SEZIONE DEL DOCUMENTO>
○ ○ ○ ○
RAGIONANDO SU CHIESA E GLOBALIZZAZIONE CON METHOL FERRÉ (1). Prima parte di un excursus storico latinoamericano proposto dal filosofo uruguayano scomparso nel 2009

Una delle prime cartine geografiche, conservata nella Yale University
Una delle prime cartine geografiche, conservata nella Yale University

Globalizzazione è un termine moderno, entrato nell’uso comune da poco tempo. Le diciannove commissioni in cui si suddivise la seconda Conferenza generale dell’episcopato, a Medellín, nel 1968, avevano coscienza di un’epoca che si chiudeva; ma in quella sede la globalizzazione aveva il volto precipuo “dell’imperialismo internazionale del danaro”, come diranno i vescovi nel documento finale. Per un uso più appropriato del termine globalizzazione occorre attendere la Conferenza di Puebla del 1979. Lì si parla di “sfida globale” in riferimento ad una nuova epoca della storia umana. Nel linguaggio di Puebla il termine globalizzazione è associato ad espressioni quali “nuova universalità” o anche “cultura universale”, quasi sempre percepite come qualcosa di minaccioso che avanza inarrestabile, livellando e uniformando tutto ciò che incontra sul proprio cammino. L’invito a “scrutare i segni dei tempi” lanciato da Papa Wojtyla a Santo Domingo nel 1992, porta i vescovi a vedere nell’“interrelazione planetaria” uno dei tratti principali anche per l’America Latina, e ciò li spingerà ad insistere sul valore positivo dell’integrazione del continente. Ma Santo Domingo è più incline a celebrare i cinque secoli della scoperta ed evangelizzazione dell’America Latina che a capire il nuovo ordine unipolare che si sta consolidando. In questo senso “globalizzazione” resta un termine nuovo per la Chiesa latinoamericana.

E’ un termine che si popolarizza definitivamente negli anni ’90, anche tra gli uomini di Chiesa. Inizia ad acquisire cittadinanza a partire dall’intellettuale cattolico canadese Marshall McLuhan, durante il Concilio Vaticano II, con la sua ben nota e ampiamente commentata prospettiva del “villaggio globale”, formulata nel 1964.

Nel 1992, quando si svolse la Conferenza di Santo Domingo, lo scenario – di fatto – era già globale: il collasso della seconda potenza mondiale, l’URSS, era appena avvenuto, il modello economico neo-liberal-capitalista spadroneggiava ideologicamente incontrastato, la Cina stessa, erede del mondo socialista, assimilava ad un ritmo sempre più sostenuto l’economia di mercato ed apriva le porte ai capitali occidentali… tutto questo era fenomenicamente visibile, ma non si percepiva a fondo la struttura complessa del nuovo scenario mondiale.

Prima dell’89 il termine globalizzazione si colorava, al massimo, di un certo allarme verso un’economia di mercato liberale con pochi freni e ancor meno vincoli.

Con una precisazione: anche allora l’economia di mercato vigeva in una sola parte del pianeta; nell’altra prevaleva il regime di pianificazione centralizzato dello stato. Solo dopo il 1989 il termine globalizzazione può designare con proprietà tutto l’insieme, cioè l’intero pianeta, ed entrare nel linguaggio comune e corrente. Nel 1992, perciò, siamo ancora agli inizi nella circolazione di questo vocabolo.
○ ○ ○ ○
COMPITO BREVE 1>
Stampa il brano dell'articolo su Chiesa e globalizzazione compreso tra «Nel 1992, quando» e «ancor meno vincoli.», estremi inclusi.
COMPITO BREVE 2>
Prosegui l'articolo su Chiesa e globalizzazione dal punto in cui termina.
I dati riportati qui sotto non hanno alcun ruolo in questo lavoro.
○ ○ ○ ○
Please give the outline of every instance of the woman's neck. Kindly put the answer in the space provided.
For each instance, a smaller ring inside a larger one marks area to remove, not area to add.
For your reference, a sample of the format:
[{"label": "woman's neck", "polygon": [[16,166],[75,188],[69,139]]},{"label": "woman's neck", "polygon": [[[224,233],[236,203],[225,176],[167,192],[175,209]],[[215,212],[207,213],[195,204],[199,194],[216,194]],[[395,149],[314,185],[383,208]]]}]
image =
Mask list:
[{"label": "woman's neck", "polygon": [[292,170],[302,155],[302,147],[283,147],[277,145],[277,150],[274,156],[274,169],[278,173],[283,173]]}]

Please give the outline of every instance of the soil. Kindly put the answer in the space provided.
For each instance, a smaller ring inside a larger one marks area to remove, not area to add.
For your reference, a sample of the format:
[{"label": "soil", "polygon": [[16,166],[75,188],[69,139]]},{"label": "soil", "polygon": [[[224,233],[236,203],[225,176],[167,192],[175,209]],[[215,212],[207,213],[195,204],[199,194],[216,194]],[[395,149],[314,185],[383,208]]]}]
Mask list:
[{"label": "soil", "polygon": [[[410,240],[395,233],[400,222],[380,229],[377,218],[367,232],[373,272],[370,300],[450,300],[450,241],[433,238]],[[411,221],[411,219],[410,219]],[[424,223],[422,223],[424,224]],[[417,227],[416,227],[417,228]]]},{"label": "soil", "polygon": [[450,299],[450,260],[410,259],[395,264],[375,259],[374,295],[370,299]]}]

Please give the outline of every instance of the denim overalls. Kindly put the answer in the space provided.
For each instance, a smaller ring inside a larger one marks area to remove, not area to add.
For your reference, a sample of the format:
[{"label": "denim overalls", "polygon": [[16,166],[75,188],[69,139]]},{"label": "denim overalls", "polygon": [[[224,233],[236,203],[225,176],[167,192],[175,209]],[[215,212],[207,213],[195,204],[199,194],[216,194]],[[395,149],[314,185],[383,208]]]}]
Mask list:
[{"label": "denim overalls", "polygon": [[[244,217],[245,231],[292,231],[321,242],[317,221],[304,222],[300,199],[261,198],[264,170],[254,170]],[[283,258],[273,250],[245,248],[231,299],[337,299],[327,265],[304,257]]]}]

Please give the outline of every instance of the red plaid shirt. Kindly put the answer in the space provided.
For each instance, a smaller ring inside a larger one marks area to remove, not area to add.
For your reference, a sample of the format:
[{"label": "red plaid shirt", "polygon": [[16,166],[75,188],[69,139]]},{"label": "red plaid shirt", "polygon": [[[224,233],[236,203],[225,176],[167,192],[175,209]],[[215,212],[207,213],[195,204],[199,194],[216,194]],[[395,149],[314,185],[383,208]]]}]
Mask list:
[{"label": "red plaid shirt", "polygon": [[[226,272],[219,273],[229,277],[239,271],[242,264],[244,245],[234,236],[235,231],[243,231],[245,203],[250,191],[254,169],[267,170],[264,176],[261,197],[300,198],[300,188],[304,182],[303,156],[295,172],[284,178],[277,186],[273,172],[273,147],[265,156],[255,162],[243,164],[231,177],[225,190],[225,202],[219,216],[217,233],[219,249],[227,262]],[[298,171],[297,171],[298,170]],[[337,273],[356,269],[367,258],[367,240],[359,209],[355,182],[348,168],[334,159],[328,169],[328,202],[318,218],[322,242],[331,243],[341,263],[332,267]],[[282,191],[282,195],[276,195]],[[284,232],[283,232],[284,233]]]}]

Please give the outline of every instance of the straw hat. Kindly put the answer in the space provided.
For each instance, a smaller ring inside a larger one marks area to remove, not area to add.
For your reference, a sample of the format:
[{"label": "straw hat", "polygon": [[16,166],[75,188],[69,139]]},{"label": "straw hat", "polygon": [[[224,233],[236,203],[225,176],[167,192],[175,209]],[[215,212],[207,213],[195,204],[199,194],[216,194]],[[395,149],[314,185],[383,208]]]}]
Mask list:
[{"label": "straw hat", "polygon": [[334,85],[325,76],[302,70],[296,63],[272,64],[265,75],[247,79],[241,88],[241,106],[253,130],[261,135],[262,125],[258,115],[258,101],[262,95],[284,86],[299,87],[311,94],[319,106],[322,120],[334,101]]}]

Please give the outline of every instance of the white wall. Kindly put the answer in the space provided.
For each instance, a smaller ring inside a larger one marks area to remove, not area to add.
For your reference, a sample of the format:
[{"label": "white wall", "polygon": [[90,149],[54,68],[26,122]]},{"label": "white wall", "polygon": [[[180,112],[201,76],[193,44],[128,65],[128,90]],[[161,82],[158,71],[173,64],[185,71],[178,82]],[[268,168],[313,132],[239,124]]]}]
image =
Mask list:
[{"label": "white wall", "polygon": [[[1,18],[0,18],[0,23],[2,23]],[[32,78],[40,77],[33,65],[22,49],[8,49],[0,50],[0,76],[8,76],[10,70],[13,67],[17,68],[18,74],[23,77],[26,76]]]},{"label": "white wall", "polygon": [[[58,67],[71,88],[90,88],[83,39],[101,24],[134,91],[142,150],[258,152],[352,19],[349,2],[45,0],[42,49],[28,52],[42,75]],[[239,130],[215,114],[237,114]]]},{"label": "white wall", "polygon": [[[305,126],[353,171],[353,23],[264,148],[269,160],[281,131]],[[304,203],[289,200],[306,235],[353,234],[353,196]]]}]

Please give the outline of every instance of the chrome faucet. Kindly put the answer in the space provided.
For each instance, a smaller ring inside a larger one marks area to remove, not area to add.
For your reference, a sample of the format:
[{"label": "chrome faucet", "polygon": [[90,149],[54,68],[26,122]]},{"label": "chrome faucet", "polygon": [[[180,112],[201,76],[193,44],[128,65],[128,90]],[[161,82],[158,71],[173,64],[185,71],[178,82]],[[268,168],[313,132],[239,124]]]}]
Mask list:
○ ○ ○ ○
RISPOSTA FINALE 1>
Nel 1992, quando si svolse la Conferenza di Santo Domingo, lo scenario – di fatto – era già globale: il collasso della seconda potenza mondiale, l’URSS, era appena avvenuto, il modello economico neo-liberal-capitalista spadroneggiava ideologicamente incontrastato, la Cina stessa, erede del mondo socialista, assimilava ad un ritmo sempre più sostenuto l’economia di mercato ed apriva le porte ai capitali occidentali… tutto questo era fenomenicamente visibile, ma non si percepiva a fondo la struttura complessa del nuovo scenario mondiale.

Prima dell’89 il termine globalizzazione si colorava, al massimo, di un certo allarme verso un’economia di mercato liberale con pochi freni e ancor meno vincoli.

RISPOSTA FINALE 2>
Però la parola “globalizzazione” designa una realtà che non è affatto così recente.

Il primo movimento globalizzatore è rappresentato dal lungo processo di diffusione della presenza umana sul pianeta durato duecentocinquantamila anni. Si tratta di un fenomeno che va rintracciato ai primordi dell’umanità, con l’homo sapiens che dall’Africa Orientale si sposta a piedi verso il Medio Oriente, poi in Europa e in Asia, quindi attraverso le isole dell’Indonesia, fino all’Australia; quasi contemporaneamente una seconda corrente migratoria arriva a Bering e di lì in America.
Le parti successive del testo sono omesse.